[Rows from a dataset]
================

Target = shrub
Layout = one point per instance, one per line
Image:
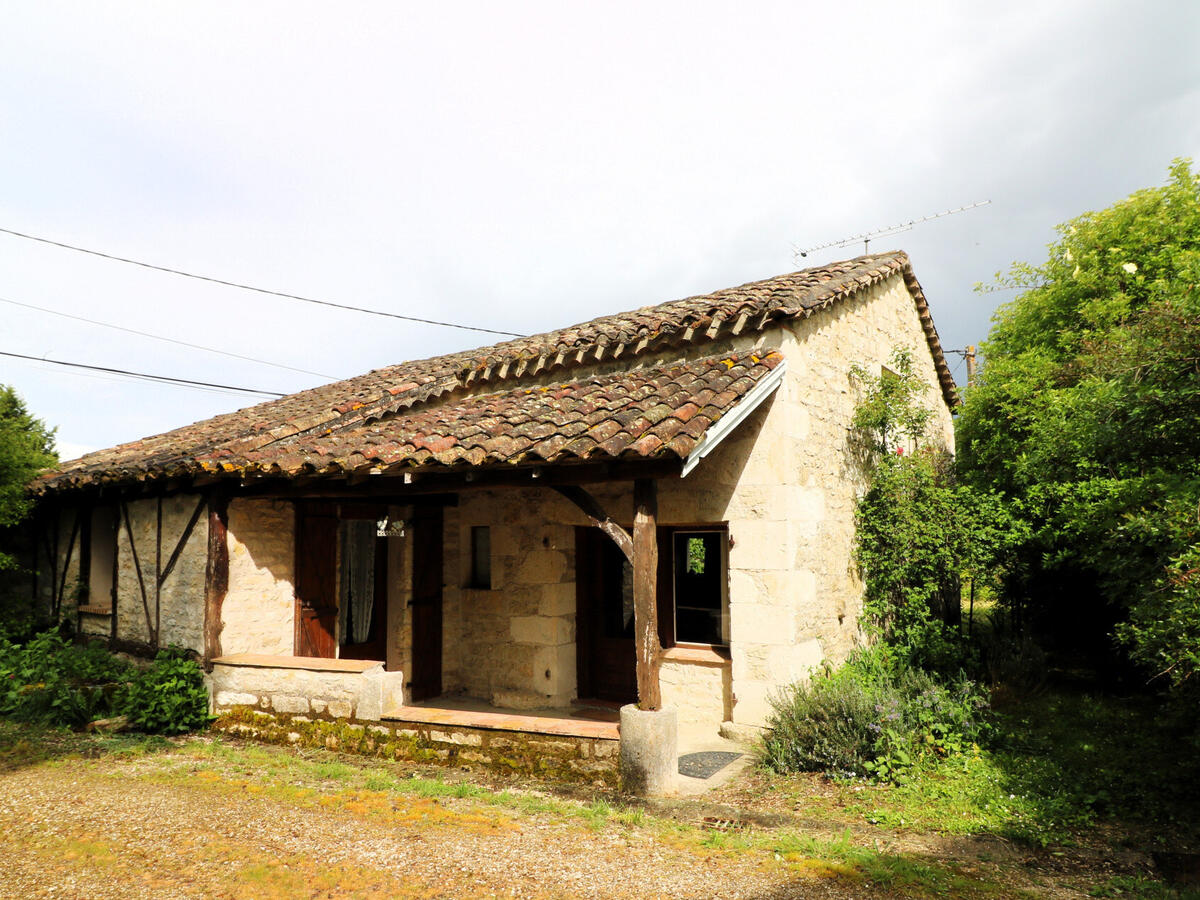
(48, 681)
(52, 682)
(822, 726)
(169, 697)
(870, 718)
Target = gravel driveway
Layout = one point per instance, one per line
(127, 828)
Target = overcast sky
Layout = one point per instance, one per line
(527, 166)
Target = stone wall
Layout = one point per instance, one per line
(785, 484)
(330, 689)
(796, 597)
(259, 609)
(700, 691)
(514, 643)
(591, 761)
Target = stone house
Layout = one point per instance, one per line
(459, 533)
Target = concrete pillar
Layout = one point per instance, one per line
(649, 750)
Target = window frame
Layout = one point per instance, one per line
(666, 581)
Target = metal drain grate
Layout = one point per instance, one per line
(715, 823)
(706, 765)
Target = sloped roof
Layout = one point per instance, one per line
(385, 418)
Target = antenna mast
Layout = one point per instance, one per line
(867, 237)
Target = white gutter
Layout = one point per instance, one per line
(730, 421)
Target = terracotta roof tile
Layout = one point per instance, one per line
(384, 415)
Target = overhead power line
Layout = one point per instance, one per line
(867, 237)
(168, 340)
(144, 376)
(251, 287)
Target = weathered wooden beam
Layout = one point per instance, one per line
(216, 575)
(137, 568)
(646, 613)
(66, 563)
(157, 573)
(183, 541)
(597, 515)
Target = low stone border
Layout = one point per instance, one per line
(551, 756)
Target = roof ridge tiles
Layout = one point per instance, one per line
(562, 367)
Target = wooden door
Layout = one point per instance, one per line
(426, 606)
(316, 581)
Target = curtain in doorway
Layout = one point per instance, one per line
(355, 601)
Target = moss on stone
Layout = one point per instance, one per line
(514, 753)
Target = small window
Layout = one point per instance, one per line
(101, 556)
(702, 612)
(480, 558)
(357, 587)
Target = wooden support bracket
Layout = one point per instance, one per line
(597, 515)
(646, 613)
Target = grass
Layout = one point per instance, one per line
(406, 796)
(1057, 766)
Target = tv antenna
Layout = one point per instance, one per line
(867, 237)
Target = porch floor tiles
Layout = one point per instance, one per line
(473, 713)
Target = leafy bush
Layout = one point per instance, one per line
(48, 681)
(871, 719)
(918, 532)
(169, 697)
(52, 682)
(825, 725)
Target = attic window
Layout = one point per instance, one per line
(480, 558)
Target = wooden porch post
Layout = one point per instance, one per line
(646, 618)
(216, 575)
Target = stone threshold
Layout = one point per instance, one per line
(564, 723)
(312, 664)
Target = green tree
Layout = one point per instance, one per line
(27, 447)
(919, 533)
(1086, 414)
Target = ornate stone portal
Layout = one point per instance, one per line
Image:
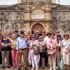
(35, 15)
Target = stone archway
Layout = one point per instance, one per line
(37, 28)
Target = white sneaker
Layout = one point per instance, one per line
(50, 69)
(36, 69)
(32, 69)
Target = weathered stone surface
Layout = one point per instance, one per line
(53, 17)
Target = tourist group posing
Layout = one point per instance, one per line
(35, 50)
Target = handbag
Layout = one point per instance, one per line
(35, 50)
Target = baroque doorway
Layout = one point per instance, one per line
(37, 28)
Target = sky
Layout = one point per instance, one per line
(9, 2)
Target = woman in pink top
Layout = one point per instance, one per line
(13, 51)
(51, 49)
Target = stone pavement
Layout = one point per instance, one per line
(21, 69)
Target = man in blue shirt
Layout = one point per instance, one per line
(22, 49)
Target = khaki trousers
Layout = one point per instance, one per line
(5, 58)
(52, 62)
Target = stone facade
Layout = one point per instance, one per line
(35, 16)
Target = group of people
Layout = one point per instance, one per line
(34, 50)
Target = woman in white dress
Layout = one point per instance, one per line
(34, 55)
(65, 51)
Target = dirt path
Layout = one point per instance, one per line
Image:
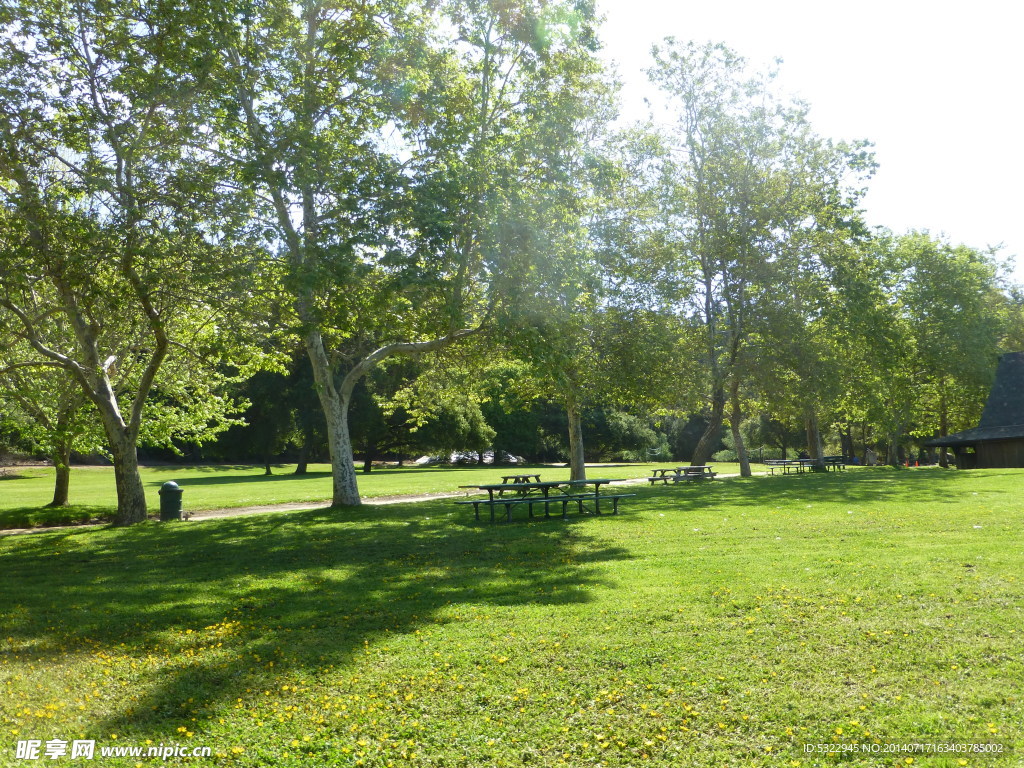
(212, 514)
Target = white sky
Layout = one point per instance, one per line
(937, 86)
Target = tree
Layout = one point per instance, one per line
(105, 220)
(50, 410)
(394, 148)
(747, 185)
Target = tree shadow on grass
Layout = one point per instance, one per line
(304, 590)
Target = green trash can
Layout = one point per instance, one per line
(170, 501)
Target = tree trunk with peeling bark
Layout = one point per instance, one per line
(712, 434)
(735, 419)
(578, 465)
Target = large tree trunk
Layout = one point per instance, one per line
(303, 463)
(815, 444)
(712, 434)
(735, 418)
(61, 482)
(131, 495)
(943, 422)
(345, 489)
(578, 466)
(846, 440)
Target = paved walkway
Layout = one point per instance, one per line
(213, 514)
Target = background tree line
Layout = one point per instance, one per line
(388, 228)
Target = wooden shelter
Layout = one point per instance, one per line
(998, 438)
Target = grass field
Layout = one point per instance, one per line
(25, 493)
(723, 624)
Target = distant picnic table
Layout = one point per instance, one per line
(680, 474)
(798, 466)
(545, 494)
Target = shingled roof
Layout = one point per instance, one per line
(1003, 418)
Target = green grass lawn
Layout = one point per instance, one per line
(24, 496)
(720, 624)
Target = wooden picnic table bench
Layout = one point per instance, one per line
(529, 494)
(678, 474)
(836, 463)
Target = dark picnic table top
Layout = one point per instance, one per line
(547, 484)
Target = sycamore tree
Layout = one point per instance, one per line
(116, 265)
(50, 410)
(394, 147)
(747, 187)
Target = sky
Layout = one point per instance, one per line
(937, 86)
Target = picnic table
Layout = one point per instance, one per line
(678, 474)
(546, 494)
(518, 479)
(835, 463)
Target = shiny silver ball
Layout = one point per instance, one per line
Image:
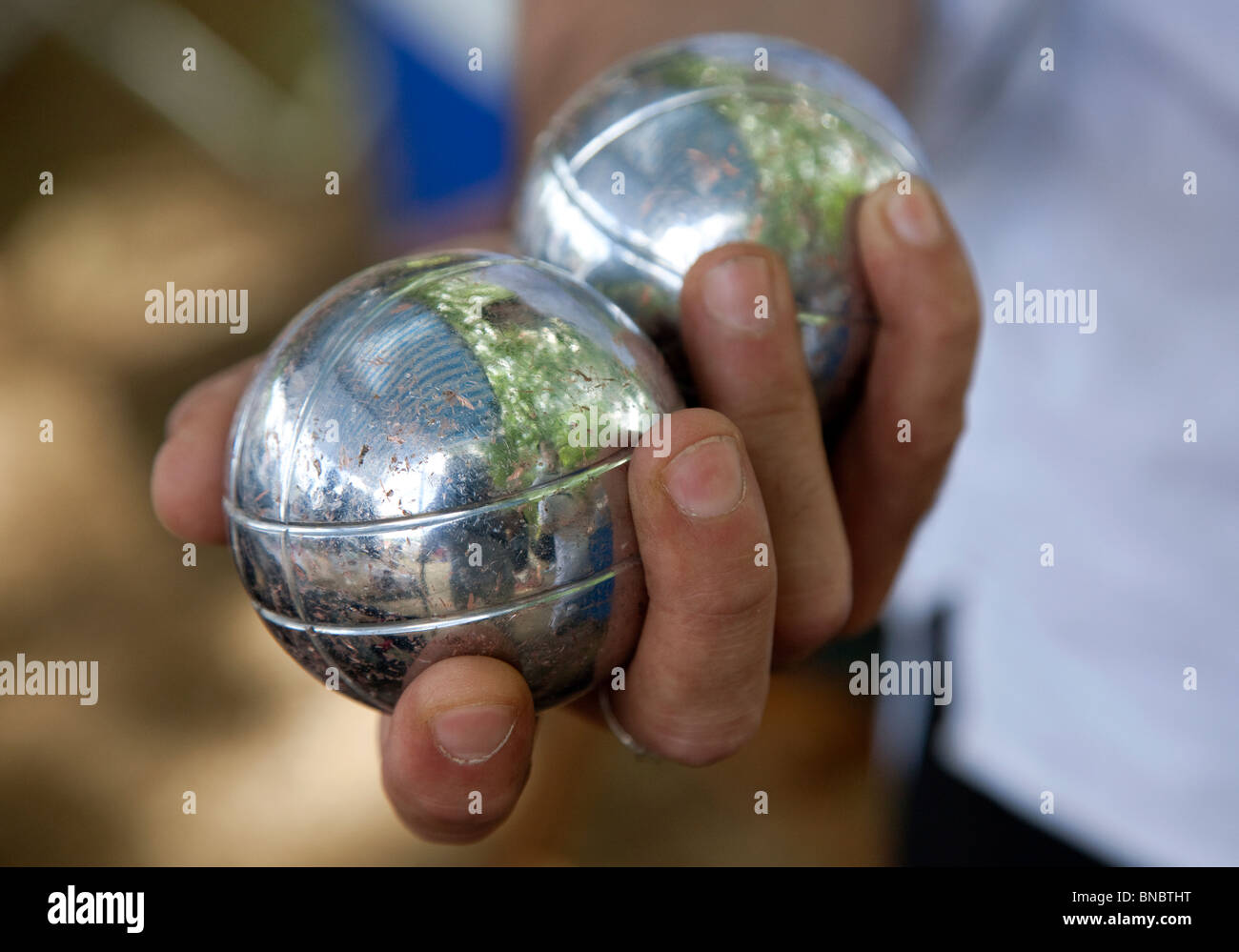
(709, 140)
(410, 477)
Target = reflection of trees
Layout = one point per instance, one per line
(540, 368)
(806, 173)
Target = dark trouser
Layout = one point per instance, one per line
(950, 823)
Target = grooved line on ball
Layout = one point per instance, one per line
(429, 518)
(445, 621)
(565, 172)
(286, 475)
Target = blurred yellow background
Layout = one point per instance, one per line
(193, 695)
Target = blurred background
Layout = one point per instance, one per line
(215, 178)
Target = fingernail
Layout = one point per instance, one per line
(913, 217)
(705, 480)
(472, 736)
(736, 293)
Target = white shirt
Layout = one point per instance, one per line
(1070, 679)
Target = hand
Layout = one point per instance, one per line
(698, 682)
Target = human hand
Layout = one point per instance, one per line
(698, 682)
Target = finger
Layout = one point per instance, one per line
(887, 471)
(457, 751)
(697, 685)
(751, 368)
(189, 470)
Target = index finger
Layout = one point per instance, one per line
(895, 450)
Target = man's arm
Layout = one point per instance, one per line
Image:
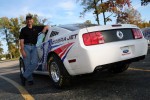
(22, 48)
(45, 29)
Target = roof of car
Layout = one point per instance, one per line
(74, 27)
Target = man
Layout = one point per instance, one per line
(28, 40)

================

* TASK DIRECTIONS:
Restate each entry word for word, please, but drop any images it holds.

* WRITTEN SOLUTION:
Target = shrub
Layout = one point per instance, one per line
Image:
(48, 681)
(52, 682)
(822, 726)
(169, 697)
(870, 718)
Target = gravel driveway
Layout = one point per instance, one per line
(127, 828)
Target = overcast sky
Layout = one point per instance, one per line
(527, 166)
Target = stone wall
Layout = one point per instance, one per line
(785, 484)
(330, 689)
(796, 597)
(259, 609)
(700, 691)
(514, 643)
(591, 761)
Target = stone house
Layout = one point per instance, one per line
(459, 533)
Target = concrete pillar
Layout = one point per instance, one per line
(649, 750)
Target = window frame
Layout = one point per instance, one per line
(666, 581)
Target = metal drain grate
Layout = one point per instance, one per line
(715, 823)
(706, 765)
Target = sloped roof
Layout = one point per instance, one per line
(385, 418)
Target = antenna mast
Layout = one point per instance, one per line
(867, 237)
Target = white gutter
Layout = one point per instance, one per line
(730, 421)
Target = terracotta roof tile
Layout = one point per instance, one per line
(384, 415)
Target = overhead power line
Layout = one point per instance, one per line
(867, 237)
(168, 340)
(144, 376)
(251, 287)
Target = weathered wooden beam
Layout = one point per instance, one per line
(216, 575)
(137, 568)
(646, 613)
(66, 563)
(157, 573)
(183, 541)
(597, 515)
Target = low stone border
Layout = one point per instance, one per line
(551, 756)
Target = roof ridge tiles
Layout = one point per instance, one per line
(562, 367)
Target = wooden door
Layout = one point per instance, one per line
(426, 606)
(316, 581)
Target = curtain in doorway
Layout = one point per instance, one per line
(355, 601)
Target = moss on stone
Layout = one point per instance, one per line
(514, 753)
Target = small window
Layout = one point per instance, one per line
(101, 556)
(702, 612)
(480, 558)
(357, 587)
Target = wooden support bracket
Layout = one point per instance, one per line
(597, 515)
(646, 613)
Target = grass
Layout = one point per instance, one per line
(406, 796)
(1057, 766)
Target = tv antenna
Layout = one point per instance, one per line
(867, 237)
Target = porch floor tiles
Layout = one point per instance, one per line
(473, 713)
Target = leafy bush
Layout = one point per instance, one per line
(48, 681)
(871, 719)
(918, 532)
(169, 697)
(52, 682)
(825, 725)
Target = attic window
Layout = one point per instance, one per line
(480, 558)
Target = wooden porch post
Layout = one point per instance, one per line
(646, 618)
(216, 575)
Target = stone threshold
Layout = one point per instance, one per line
(564, 723)
(312, 664)
Target = green tree
Layout = one point per instance, one per line
(27, 447)
(919, 533)
(1086, 414)
Target = ornate stone portal
Layout = one point per instance, one per line
Image:
(35, 15)
Target = stone archway
Layout = one point per instance, one per line
(37, 28)
Target = white sneaker
Layout = one point per instance, one per line
(50, 69)
(36, 69)
(32, 69)
Target = weathered stone surface
Layout = one point per instance, one per line
(53, 17)
Target = tourist group posing
Layout = one point per instance, one per line
(35, 50)
Target = handbag
Layout = one point per instance, one per line
(35, 50)
Target = baroque doorway
Layout = one point per instance, one per line
(37, 28)
Target = sky
Layout = one point per instance, one per line
(9, 2)
Target = woman in pink top
Layout = one point per instance, one per line
(13, 51)
(51, 49)
Target = stone pavement
Layout = one point per instance, one per line
(21, 69)
Target = man in blue shirt
Layout = one point per instance, one per line
(22, 49)
Target = khaki trousers
Layout = one point per instance, one per line
(5, 58)
(52, 62)
Target = stone facade
Layout = one point per instance, one per line
(35, 16)
Target = group of people
Layout = one point per instance, one per line
(34, 50)
Target = woman in white dress
Layout = one point per instance, one per line
(34, 55)
(65, 51)
Target = dirt path
Layout = one point per instance, one per line
Image:
(212, 514)
Target = white sky
Layout = one point per instance, one per line
(937, 86)
Target = tree
Layout = one point per instance, one per line
(105, 220)
(50, 410)
(394, 148)
(747, 185)
Target = tree shadow on grass
Layout = one point per instance, one per line
(304, 590)
Target = green trash can
Layout = one point per instance, one per line
(170, 501)
Target = tree trunk with peeling bark
Layout = one point per instance, one per line
(712, 434)
(735, 419)
(578, 465)
Target = large tree trunk
Layout = one point per instance, one per line
(303, 463)
(815, 444)
(712, 434)
(735, 418)
(61, 482)
(131, 495)
(943, 422)
(345, 489)
(578, 466)
(846, 440)
Target = paved walkway
Layout = one point per instance, one per line
(213, 514)
Target = background tree line
Layout = one point per instance, one per line
(388, 228)
Target = wooden shelter
Layout = one point per instance, one per line
(998, 438)
Target = grass field
Layout = one point per instance, one per line
(25, 493)
(723, 624)
Target = distant picnic table
Layout = one point per instance, one per line
(680, 474)
(798, 466)
(545, 494)
Target = shingled roof
Layout = one point per instance, one per line
(1003, 418)
Target = green grass lawn
Layout = one point per instance, one per line
(24, 496)
(720, 624)
Target = wooden picnic table bench
Layout = one point per instance, one per line
(529, 494)
(678, 474)
(836, 463)
Target = dark picnic table top
Layout = one point per instance, one per line
(547, 484)
Target = sycamore tree
Layout = one point per instance, one per line
(116, 265)
(50, 410)
(394, 147)
(747, 187)
Target = sky
Layout = one point per instance, one per line
(937, 86)
Target = picnic table
Layout = one point per instance, one per line
(678, 474)
(546, 494)
(518, 479)
(835, 463)
Target = shiny silver ball
Layout = one point per instance, one per line
Image:
(709, 140)
(410, 477)
Target = reflection of trees
Layout = one point per instance, one per line
(540, 368)
(806, 173)
Target = dark trouser
Layout = one point per instance, one per line
(950, 823)
Target = grooved line on ball
Layout = one point per instance, one per line
(429, 518)
(445, 621)
(565, 172)
(286, 475)
Target = blurred yellow background
Layout = one point per instance, one per line
(193, 695)
Target = blurred background
Layout = one point per instance, one per line
(215, 178)
Target = fingernail
Layout = one point per instance, one per line
(913, 217)
(705, 480)
(472, 736)
(736, 293)
Target = white shirt
Layout = one point per instance, one per line
(1070, 679)
Target = hand
Layout = one point per instance, one per line
(698, 682)
Target = human hand
Layout = one point per instance, one per line
(698, 682)
Target = finger
Layout = one point per instance, one per line
(887, 471)
(457, 751)
(697, 685)
(751, 368)
(189, 470)
Target = index finger
Layout = one point per instance, one per line
(895, 450)
Target = man's arm
Layout = one point per instance, one per line
Image:
(22, 48)
(45, 29)
Target = roof of car
Layout = one point per instance, one per line
(74, 27)
Target = man
Layout = one point per instance, one per line
(28, 40)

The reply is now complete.